* **Data in this exercise**

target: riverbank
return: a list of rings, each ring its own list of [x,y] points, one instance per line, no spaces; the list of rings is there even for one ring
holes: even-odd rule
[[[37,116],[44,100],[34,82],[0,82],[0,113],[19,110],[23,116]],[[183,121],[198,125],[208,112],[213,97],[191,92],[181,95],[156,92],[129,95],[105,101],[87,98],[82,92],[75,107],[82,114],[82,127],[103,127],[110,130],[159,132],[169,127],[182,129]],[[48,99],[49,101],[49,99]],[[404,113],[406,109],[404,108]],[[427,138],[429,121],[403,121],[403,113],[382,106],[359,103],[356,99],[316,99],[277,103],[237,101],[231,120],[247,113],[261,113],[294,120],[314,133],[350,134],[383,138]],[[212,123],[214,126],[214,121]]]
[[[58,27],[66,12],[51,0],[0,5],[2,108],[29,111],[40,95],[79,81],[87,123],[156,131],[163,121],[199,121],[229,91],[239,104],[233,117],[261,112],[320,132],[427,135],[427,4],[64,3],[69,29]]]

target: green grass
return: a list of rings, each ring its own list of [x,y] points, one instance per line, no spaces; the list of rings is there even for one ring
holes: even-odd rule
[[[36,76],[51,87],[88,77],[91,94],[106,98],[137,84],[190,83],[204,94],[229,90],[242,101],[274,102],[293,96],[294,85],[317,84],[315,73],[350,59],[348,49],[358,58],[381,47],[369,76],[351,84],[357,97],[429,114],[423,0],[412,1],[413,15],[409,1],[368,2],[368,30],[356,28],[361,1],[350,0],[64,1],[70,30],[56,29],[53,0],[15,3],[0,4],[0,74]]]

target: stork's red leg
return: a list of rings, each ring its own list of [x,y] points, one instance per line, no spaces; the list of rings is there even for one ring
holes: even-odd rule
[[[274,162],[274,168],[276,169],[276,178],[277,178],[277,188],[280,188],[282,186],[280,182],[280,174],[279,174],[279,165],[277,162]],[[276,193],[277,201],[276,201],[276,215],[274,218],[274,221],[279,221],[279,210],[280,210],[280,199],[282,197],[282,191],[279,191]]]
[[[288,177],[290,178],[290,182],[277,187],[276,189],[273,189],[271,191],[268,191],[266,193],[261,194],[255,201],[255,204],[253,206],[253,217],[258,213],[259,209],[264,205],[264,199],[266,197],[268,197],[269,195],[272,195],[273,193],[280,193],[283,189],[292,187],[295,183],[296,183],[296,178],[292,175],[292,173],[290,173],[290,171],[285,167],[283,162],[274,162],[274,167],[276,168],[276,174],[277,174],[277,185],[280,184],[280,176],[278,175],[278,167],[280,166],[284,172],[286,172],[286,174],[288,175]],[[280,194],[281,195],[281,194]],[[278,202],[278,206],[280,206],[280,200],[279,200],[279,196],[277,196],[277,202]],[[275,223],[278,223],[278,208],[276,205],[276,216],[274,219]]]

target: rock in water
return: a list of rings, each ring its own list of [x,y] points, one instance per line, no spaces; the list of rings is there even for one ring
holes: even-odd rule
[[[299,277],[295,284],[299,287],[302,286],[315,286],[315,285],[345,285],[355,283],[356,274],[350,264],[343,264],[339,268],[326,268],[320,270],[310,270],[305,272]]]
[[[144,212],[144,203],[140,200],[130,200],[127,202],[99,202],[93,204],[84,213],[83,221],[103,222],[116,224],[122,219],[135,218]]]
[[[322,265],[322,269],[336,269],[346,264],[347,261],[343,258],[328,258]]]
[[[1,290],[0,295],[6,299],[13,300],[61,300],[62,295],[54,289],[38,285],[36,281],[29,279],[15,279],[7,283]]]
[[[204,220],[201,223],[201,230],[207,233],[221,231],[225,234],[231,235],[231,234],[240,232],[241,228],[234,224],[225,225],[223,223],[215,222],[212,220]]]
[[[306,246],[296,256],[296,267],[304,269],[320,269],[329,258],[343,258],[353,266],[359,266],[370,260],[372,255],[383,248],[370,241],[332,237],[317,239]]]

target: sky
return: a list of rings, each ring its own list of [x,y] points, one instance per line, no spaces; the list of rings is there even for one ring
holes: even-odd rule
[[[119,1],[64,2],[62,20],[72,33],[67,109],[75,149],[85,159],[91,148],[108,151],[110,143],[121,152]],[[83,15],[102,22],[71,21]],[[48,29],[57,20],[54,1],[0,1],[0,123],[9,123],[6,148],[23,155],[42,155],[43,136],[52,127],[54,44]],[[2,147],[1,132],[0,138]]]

==

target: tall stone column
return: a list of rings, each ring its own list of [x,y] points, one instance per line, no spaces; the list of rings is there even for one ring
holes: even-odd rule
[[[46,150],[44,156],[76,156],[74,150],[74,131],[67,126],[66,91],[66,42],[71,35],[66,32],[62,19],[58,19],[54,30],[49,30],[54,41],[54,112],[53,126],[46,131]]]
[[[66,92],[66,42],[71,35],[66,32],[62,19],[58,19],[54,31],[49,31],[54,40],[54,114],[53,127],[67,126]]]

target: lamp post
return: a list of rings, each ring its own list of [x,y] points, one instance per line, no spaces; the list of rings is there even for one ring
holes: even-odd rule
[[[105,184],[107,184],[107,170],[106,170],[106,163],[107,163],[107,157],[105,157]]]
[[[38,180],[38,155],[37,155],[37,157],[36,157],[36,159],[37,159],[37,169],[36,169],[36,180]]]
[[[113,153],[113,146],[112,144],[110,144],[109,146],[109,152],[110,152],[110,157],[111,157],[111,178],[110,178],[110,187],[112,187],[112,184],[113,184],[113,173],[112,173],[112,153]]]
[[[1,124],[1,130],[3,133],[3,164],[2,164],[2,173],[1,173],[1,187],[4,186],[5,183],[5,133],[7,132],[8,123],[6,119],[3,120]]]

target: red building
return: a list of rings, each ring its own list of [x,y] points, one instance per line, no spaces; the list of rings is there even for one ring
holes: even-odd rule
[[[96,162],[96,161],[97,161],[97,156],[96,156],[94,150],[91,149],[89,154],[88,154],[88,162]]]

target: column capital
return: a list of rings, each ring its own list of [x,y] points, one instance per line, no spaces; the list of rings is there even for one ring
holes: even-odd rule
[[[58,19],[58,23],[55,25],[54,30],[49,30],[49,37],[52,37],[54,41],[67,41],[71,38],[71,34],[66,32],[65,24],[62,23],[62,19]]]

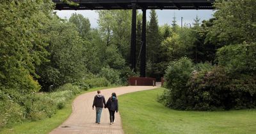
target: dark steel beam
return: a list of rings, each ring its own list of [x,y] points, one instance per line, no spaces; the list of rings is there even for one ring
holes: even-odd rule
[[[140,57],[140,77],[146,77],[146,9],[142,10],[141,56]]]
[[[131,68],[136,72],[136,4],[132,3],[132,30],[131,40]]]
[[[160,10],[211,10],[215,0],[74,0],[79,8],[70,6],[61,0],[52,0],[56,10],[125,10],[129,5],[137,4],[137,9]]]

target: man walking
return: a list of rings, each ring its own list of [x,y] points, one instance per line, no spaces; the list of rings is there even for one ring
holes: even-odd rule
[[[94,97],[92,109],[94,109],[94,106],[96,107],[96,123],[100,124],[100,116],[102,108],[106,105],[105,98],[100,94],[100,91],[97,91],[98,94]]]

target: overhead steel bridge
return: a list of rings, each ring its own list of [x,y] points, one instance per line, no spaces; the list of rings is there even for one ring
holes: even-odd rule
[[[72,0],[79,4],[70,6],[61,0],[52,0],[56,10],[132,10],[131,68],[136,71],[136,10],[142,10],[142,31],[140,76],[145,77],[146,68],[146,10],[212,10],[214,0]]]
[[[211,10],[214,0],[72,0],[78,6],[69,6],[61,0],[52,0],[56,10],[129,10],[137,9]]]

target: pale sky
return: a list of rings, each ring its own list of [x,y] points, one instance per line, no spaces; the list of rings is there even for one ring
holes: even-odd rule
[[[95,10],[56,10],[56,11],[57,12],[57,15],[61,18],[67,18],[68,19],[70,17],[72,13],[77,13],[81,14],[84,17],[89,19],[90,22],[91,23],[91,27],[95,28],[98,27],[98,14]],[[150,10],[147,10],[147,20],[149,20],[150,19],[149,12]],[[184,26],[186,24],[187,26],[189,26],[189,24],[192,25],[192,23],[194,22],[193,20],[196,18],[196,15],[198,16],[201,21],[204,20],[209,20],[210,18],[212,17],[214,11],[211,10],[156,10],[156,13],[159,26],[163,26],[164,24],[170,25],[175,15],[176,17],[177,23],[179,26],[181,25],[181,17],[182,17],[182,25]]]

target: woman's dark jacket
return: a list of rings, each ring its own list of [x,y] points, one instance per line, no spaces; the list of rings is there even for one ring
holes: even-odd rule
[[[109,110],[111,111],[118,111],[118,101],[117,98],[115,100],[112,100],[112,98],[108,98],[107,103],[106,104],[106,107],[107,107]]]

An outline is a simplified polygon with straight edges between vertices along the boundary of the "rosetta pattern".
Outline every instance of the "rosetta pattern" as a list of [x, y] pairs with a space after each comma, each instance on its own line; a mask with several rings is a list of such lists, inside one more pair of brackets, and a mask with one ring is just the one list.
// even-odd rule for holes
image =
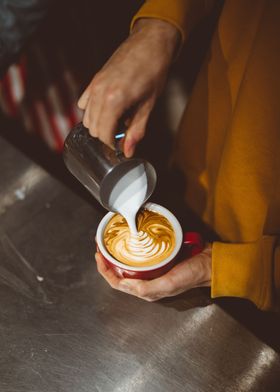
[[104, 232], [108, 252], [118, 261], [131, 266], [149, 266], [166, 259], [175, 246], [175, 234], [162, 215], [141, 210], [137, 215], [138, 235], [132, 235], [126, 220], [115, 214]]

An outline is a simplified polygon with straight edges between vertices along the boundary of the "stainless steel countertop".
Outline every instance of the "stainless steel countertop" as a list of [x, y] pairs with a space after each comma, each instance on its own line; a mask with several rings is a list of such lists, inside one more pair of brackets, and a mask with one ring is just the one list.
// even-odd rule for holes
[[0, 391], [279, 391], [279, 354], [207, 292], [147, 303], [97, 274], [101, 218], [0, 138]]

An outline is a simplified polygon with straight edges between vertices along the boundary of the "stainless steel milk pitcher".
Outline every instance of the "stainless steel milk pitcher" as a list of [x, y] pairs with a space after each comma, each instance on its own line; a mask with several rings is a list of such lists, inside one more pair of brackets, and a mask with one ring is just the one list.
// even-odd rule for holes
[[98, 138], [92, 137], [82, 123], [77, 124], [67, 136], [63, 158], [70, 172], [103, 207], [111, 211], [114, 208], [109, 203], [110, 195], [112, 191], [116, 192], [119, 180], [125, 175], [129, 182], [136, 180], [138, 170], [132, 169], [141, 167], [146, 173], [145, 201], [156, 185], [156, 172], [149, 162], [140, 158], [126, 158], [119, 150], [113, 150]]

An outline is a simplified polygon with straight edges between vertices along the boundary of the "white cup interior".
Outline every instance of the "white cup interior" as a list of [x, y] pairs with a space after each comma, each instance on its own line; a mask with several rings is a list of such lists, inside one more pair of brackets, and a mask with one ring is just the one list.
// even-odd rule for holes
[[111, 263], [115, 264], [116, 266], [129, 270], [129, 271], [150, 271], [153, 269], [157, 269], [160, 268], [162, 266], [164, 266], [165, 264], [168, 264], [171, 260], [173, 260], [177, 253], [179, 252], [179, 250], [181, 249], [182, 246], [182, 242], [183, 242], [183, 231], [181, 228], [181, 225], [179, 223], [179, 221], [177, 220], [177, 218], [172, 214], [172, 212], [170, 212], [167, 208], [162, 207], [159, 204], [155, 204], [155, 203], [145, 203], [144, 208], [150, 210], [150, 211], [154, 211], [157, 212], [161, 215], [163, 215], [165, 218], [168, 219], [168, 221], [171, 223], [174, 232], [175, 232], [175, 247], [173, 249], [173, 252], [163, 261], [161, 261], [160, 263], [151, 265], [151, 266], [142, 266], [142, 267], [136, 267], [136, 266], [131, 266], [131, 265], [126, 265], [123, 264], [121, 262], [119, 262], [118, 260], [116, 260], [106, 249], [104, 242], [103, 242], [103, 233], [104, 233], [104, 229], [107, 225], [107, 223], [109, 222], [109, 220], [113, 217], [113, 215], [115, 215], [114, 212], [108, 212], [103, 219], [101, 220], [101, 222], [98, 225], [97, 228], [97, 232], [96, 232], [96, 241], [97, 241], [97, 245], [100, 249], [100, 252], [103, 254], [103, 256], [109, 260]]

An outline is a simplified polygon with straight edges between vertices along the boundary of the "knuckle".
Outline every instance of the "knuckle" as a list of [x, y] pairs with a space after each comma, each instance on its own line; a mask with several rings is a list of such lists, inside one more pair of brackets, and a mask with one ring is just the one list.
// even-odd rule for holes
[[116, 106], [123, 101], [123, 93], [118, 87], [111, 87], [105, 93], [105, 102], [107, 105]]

==

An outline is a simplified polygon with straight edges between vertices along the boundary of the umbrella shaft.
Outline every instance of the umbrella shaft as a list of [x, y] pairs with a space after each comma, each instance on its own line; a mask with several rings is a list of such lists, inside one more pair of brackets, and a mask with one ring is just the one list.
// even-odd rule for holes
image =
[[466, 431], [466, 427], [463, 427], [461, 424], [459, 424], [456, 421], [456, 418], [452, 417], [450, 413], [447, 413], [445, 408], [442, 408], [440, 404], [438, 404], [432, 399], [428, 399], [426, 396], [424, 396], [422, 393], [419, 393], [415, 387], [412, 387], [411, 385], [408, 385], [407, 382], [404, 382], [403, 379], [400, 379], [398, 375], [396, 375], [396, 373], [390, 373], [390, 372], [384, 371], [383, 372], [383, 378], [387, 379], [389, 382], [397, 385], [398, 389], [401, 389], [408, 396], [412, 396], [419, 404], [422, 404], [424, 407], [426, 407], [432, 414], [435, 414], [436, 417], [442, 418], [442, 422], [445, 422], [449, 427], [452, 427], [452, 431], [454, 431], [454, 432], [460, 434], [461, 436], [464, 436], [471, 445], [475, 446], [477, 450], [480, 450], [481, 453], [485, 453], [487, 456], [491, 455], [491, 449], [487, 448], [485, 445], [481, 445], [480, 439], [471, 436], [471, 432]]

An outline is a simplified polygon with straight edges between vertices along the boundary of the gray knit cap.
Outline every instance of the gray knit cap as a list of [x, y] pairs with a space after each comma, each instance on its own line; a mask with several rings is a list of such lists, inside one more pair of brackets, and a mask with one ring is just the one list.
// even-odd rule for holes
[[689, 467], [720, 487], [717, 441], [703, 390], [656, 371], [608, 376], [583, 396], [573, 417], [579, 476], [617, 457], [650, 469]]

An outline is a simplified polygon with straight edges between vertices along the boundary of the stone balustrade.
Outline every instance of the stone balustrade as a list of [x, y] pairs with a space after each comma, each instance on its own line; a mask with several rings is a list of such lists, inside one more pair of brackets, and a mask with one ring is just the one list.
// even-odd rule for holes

* **What the task asks**
Which lines in the entries above contain the string "umbrella", with case counting? Gather every such line and copy each one in full.

* **Exercise result**
An outline is a simplified polygon with straight edges between vertices along the boundary of the umbrella shaft.
Outline every instance of the umbrella shaft as a list of [x, y] pairs with a space after each comma, each instance on its own line; a mask with several rings is a list of such lists, inside one more pair of brackets, and a mask with one ring is just the one list.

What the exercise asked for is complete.